課題設定 A: 提示文に名前が出てくる人物を、一人も漏らさずに挙げてください。
課題設定 B: 提示文のうち、「楽しさを重視し、楽しさを共有するクリエイティブの話が展開されています。」から始まり「designs lab. に入社しまして早12年。CMやWEB、プロモーション系の音楽制作を中心に活動しています。」で終わる部分を、一字も変えずに書き写してください。

提示文:

コンピューターや電子機器などのテクノロジーを利用した芸術表現であるメディアアートでは、音や映像などを扱うものも多く存在します。
今回は、福岡在住のメディアアーティストであり、anno lab代表の藤岡 定さんをお招きし、音を中心としたメディアアート、ニューメディアアートに関して、インビジのボス松尾謙二郎とインビジの福岡チーム高木組の組長である高木公知とSOUNDABOUTしていきます。
楽しさを重視し、楽しさを共有するクリエイティブの話が展開されています。
ゲスト : 藤岡 定 (anno lab)
出演者 : 松尾謙二郎、高木公知
ファシリテーター : CD HATA
- CD HATA : 松尾さんは何度か出演いただいてますが、高木さんはvol.3以来ですね。
自己紹介お願いします。
- 高木 : 福岡チーム高木組組長の高木公知(きみのり)、作曲家、編曲家、音楽プロデューサーです。2009年に当時のinvisible designs lab. に入社しまして早12年。CMやWEB、プロモーション系の音楽制作を中心に活動しています。

データセット:
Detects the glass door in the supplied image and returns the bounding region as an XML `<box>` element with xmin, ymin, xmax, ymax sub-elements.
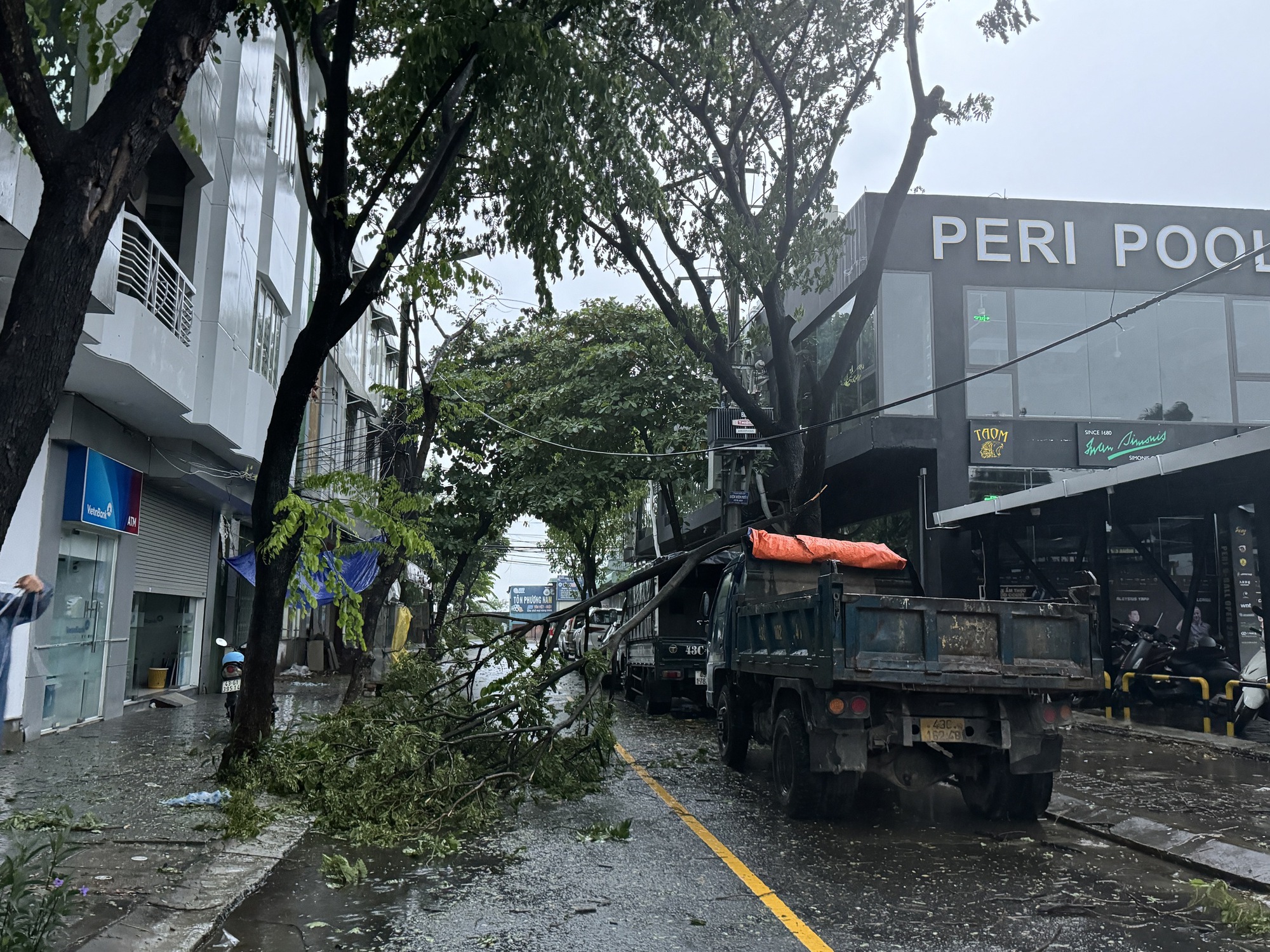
<box><xmin>41</xmin><ymin>528</ymin><xmax>118</xmax><ymax>730</ymax></box>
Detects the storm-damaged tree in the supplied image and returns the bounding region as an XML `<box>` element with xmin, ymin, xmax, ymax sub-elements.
<box><xmin>222</xmin><ymin>0</ymin><xmax>615</xmax><ymax>765</ymax></box>
<box><xmin>464</xmin><ymin>298</ymin><xmax>716</xmax><ymax>597</ymax></box>
<box><xmin>0</xmin><ymin>0</ymin><xmax>236</xmax><ymax>541</ymax></box>
<box><xmin>573</xmin><ymin>0</ymin><xmax>1034</xmax><ymax>532</ymax></box>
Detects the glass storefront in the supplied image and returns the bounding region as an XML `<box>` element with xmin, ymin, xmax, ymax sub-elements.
<box><xmin>128</xmin><ymin>592</ymin><xmax>203</xmax><ymax>697</ymax></box>
<box><xmin>36</xmin><ymin>527</ymin><xmax>118</xmax><ymax>730</ymax></box>
<box><xmin>965</xmin><ymin>288</ymin><xmax>1270</xmax><ymax>424</ymax></box>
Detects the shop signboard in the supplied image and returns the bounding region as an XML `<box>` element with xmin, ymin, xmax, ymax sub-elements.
<box><xmin>507</xmin><ymin>584</ymin><xmax>555</xmax><ymax>618</ymax></box>
<box><xmin>62</xmin><ymin>447</ymin><xmax>141</xmax><ymax>536</ymax></box>
<box><xmin>555</xmin><ymin>575</ymin><xmax>582</xmax><ymax>608</ymax></box>
<box><xmin>1076</xmin><ymin>423</ymin><xmax>1181</xmax><ymax>466</ymax></box>
<box><xmin>970</xmin><ymin>420</ymin><xmax>1015</xmax><ymax>466</ymax></box>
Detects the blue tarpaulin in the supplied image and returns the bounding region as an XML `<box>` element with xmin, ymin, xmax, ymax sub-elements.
<box><xmin>225</xmin><ymin>548</ymin><xmax>380</xmax><ymax>605</ymax></box>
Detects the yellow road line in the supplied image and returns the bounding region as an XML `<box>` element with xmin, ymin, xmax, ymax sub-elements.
<box><xmin>615</xmin><ymin>744</ymin><xmax>833</xmax><ymax>952</ymax></box>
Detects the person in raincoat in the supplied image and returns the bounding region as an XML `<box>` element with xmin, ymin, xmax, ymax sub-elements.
<box><xmin>0</xmin><ymin>575</ymin><xmax>53</xmax><ymax>722</ymax></box>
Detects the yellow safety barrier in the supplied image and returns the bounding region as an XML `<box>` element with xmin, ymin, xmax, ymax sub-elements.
<box><xmin>1120</xmin><ymin>671</ymin><xmax>1209</xmax><ymax>734</ymax></box>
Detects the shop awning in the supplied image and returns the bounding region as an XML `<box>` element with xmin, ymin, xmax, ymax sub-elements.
<box><xmin>225</xmin><ymin>548</ymin><xmax>380</xmax><ymax>605</ymax></box>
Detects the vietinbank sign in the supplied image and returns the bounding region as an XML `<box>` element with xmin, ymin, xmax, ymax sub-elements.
<box><xmin>931</xmin><ymin>215</ymin><xmax>1270</xmax><ymax>272</ymax></box>
<box><xmin>62</xmin><ymin>447</ymin><xmax>141</xmax><ymax>536</ymax></box>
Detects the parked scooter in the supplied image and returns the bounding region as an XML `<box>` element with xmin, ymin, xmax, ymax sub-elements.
<box><xmin>216</xmin><ymin>638</ymin><xmax>246</xmax><ymax>724</ymax></box>
<box><xmin>1113</xmin><ymin>623</ymin><xmax>1240</xmax><ymax>704</ymax></box>
<box><xmin>1231</xmin><ymin>605</ymin><xmax>1270</xmax><ymax>734</ymax></box>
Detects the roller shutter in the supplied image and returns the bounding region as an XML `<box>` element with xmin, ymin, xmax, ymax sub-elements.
<box><xmin>133</xmin><ymin>485</ymin><xmax>212</xmax><ymax>598</ymax></box>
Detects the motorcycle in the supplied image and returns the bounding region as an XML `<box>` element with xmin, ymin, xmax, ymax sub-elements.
<box><xmin>1113</xmin><ymin>625</ymin><xmax>1241</xmax><ymax>721</ymax></box>
<box><xmin>216</xmin><ymin>638</ymin><xmax>246</xmax><ymax>724</ymax></box>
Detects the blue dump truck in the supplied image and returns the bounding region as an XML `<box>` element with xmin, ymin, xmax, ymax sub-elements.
<box><xmin>700</xmin><ymin>551</ymin><xmax>1102</xmax><ymax>820</ymax></box>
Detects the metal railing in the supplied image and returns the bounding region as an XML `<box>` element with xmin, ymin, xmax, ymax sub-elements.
<box><xmin>119</xmin><ymin>212</ymin><xmax>194</xmax><ymax>347</ymax></box>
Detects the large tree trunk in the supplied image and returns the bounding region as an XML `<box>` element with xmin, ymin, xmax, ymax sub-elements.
<box><xmin>221</xmin><ymin>321</ymin><xmax>339</xmax><ymax>769</ymax></box>
<box><xmin>0</xmin><ymin>179</ymin><xmax>113</xmax><ymax>539</ymax></box>
<box><xmin>0</xmin><ymin>0</ymin><xmax>234</xmax><ymax>542</ymax></box>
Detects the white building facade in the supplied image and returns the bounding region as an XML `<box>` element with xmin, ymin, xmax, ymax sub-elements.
<box><xmin>0</xmin><ymin>17</ymin><xmax>396</xmax><ymax>748</ymax></box>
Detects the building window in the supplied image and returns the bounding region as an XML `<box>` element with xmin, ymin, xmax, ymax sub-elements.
<box><xmin>265</xmin><ymin>62</ymin><xmax>296</xmax><ymax>178</ymax></box>
<box><xmin>250</xmin><ymin>278</ymin><xmax>282</xmax><ymax>387</ymax></box>
<box><xmin>878</xmin><ymin>272</ymin><xmax>935</xmax><ymax>416</ymax></box>
<box><xmin>965</xmin><ymin>288</ymin><xmax>1240</xmax><ymax>423</ymax></box>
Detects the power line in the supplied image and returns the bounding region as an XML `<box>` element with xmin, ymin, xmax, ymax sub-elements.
<box><xmin>437</xmin><ymin>244</ymin><xmax>1270</xmax><ymax>461</ymax></box>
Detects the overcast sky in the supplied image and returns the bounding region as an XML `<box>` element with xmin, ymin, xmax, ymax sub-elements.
<box><xmin>481</xmin><ymin>0</ymin><xmax>1270</xmax><ymax>598</ymax></box>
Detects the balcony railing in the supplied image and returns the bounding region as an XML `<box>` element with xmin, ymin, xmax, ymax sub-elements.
<box><xmin>119</xmin><ymin>212</ymin><xmax>194</xmax><ymax>347</ymax></box>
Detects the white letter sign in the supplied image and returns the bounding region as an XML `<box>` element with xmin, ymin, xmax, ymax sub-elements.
<box><xmin>1115</xmin><ymin>225</ymin><xmax>1147</xmax><ymax>268</ymax></box>
<box><xmin>931</xmin><ymin>215</ymin><xmax>965</xmax><ymax>261</ymax></box>
<box><xmin>974</xmin><ymin>218</ymin><xmax>1010</xmax><ymax>261</ymax></box>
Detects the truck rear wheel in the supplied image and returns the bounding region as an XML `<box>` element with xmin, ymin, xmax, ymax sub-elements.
<box><xmin>715</xmin><ymin>683</ymin><xmax>752</xmax><ymax>770</ymax></box>
<box><xmin>772</xmin><ymin>707</ymin><xmax>824</xmax><ymax>820</ymax></box>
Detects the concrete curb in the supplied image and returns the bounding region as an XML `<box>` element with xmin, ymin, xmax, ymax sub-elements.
<box><xmin>1074</xmin><ymin>711</ymin><xmax>1270</xmax><ymax>762</ymax></box>
<box><xmin>1045</xmin><ymin>793</ymin><xmax>1270</xmax><ymax>890</ymax></box>
<box><xmin>79</xmin><ymin>816</ymin><xmax>312</xmax><ymax>952</ymax></box>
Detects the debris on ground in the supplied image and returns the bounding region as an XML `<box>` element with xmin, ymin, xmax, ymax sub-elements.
<box><xmin>321</xmin><ymin>853</ymin><xmax>370</xmax><ymax>890</ymax></box>
<box><xmin>159</xmin><ymin>790</ymin><xmax>230</xmax><ymax>806</ymax></box>
<box><xmin>577</xmin><ymin>817</ymin><xmax>631</xmax><ymax>843</ymax></box>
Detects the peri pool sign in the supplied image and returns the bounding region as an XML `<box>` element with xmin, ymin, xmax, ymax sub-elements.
<box><xmin>62</xmin><ymin>447</ymin><xmax>141</xmax><ymax>536</ymax></box>
<box><xmin>1076</xmin><ymin>423</ymin><xmax>1181</xmax><ymax>466</ymax></box>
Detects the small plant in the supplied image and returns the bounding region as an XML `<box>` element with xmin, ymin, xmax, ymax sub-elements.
<box><xmin>577</xmin><ymin>817</ymin><xmax>631</xmax><ymax>843</ymax></box>
<box><xmin>221</xmin><ymin>790</ymin><xmax>274</xmax><ymax>839</ymax></box>
<box><xmin>1190</xmin><ymin>880</ymin><xmax>1270</xmax><ymax>935</ymax></box>
<box><xmin>321</xmin><ymin>853</ymin><xmax>370</xmax><ymax>890</ymax></box>
<box><xmin>0</xmin><ymin>829</ymin><xmax>88</xmax><ymax>952</ymax></box>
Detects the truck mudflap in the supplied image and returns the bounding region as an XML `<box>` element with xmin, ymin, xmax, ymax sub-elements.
<box><xmin>810</xmin><ymin>724</ymin><xmax>869</xmax><ymax>773</ymax></box>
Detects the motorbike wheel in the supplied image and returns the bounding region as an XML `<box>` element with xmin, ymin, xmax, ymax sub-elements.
<box><xmin>1232</xmin><ymin>697</ymin><xmax>1261</xmax><ymax>735</ymax></box>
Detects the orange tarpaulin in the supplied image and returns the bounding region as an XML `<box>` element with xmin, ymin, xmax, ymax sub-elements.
<box><xmin>749</xmin><ymin>529</ymin><xmax>908</xmax><ymax>569</ymax></box>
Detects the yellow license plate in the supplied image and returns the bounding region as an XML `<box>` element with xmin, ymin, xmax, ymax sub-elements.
<box><xmin>921</xmin><ymin>717</ymin><xmax>965</xmax><ymax>744</ymax></box>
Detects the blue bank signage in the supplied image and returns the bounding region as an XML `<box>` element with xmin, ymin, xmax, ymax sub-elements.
<box><xmin>62</xmin><ymin>447</ymin><xmax>141</xmax><ymax>536</ymax></box>
<box><xmin>507</xmin><ymin>585</ymin><xmax>555</xmax><ymax>618</ymax></box>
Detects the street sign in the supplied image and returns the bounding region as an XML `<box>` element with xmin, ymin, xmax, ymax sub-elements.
<box><xmin>507</xmin><ymin>585</ymin><xmax>555</xmax><ymax>618</ymax></box>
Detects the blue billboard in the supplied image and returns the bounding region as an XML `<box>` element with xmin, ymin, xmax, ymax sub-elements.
<box><xmin>62</xmin><ymin>447</ymin><xmax>141</xmax><ymax>536</ymax></box>
<box><xmin>507</xmin><ymin>585</ymin><xmax>555</xmax><ymax>618</ymax></box>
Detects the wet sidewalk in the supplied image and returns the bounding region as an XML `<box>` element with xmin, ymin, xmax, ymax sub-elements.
<box><xmin>1050</xmin><ymin>716</ymin><xmax>1270</xmax><ymax>887</ymax></box>
<box><xmin>0</xmin><ymin>675</ymin><xmax>343</xmax><ymax>949</ymax></box>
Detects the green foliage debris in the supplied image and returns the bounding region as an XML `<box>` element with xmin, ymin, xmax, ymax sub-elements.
<box><xmin>321</xmin><ymin>853</ymin><xmax>370</xmax><ymax>889</ymax></box>
<box><xmin>0</xmin><ymin>828</ymin><xmax>88</xmax><ymax>952</ymax></box>
<box><xmin>221</xmin><ymin>790</ymin><xmax>277</xmax><ymax>839</ymax></box>
<box><xmin>227</xmin><ymin>628</ymin><xmax>615</xmax><ymax>853</ymax></box>
<box><xmin>578</xmin><ymin>817</ymin><xmax>631</xmax><ymax>843</ymax></box>
<box><xmin>0</xmin><ymin>806</ymin><xmax>102</xmax><ymax>833</ymax></box>
<box><xmin>1190</xmin><ymin>880</ymin><xmax>1270</xmax><ymax>935</ymax></box>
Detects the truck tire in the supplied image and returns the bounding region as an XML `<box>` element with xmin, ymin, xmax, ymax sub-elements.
<box><xmin>772</xmin><ymin>707</ymin><xmax>824</xmax><ymax>820</ymax></box>
<box><xmin>715</xmin><ymin>682</ymin><xmax>752</xmax><ymax>770</ymax></box>
<box><xmin>820</xmin><ymin>770</ymin><xmax>861</xmax><ymax>820</ymax></box>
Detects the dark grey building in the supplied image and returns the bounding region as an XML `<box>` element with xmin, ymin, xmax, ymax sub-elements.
<box><xmin>789</xmin><ymin>193</ymin><xmax>1270</xmax><ymax>604</ymax></box>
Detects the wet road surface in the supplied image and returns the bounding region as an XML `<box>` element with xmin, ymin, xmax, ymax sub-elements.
<box><xmin>213</xmin><ymin>702</ymin><xmax>1267</xmax><ymax>952</ymax></box>
<box><xmin>0</xmin><ymin>680</ymin><xmax>342</xmax><ymax>948</ymax></box>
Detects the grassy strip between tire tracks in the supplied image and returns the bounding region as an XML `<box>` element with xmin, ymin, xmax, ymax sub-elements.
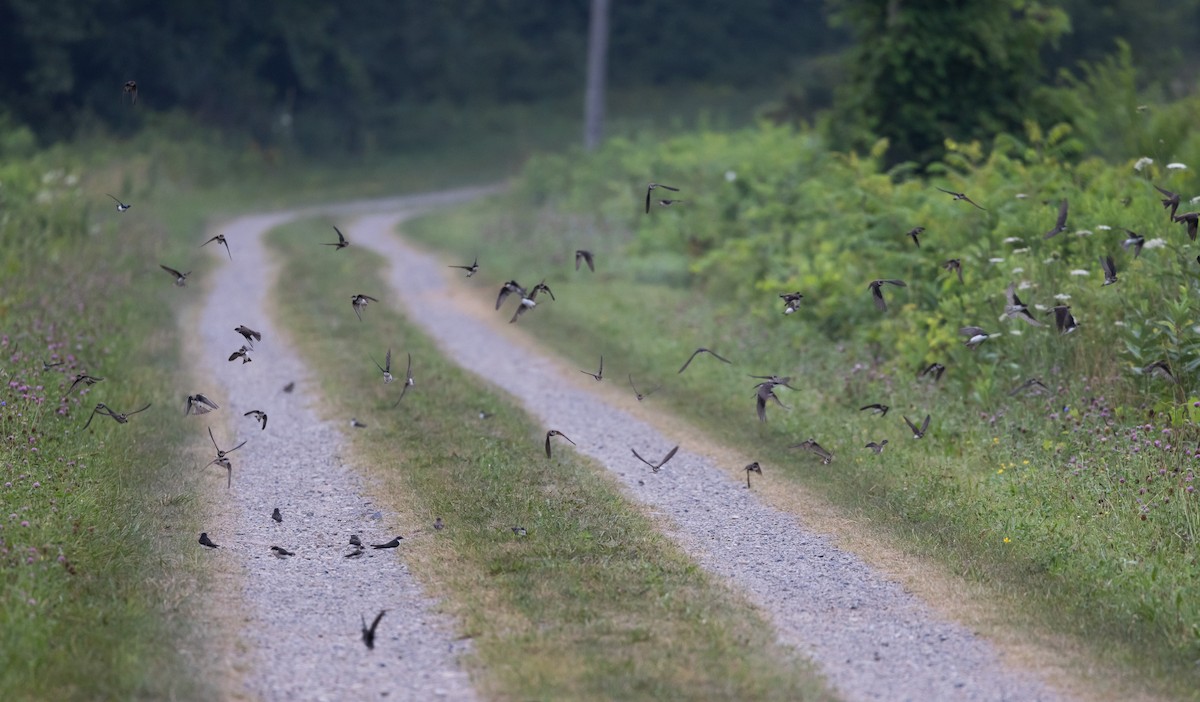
<box><xmin>404</xmin><ymin>196</ymin><xmax>1200</xmax><ymax>698</ymax></box>
<box><xmin>270</xmin><ymin>222</ymin><xmax>829</xmax><ymax>700</ymax></box>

回答全文 A: 提示文に名前が出てくる人物は、藤岡 定、松尾謙二郎、高木公知、CD HATAの4人です。

回答全文 B:
楽しさを重視し、楽しさを共有するクリエイティブの話が展開されています。
ゲスト : 藤岡 定 (anno lab)
出演者 : 松尾謙二郎、高木公知
ファシリテーター : CD HATA
- CD HATA : 松尾さんは何度か出演いただいてますが、高木さんはvol.3以来ですね。
自己紹介お願いします。
- 高木 : 福岡チーム高木組組長の高木公知(きみのり)、作曲家、編曲家、音楽プロデューサーです。2009年に当時のinvisible designs lab. に入社しまして早12年。CMやWEB、プロモーション系の音楽制作を中心に活動しています。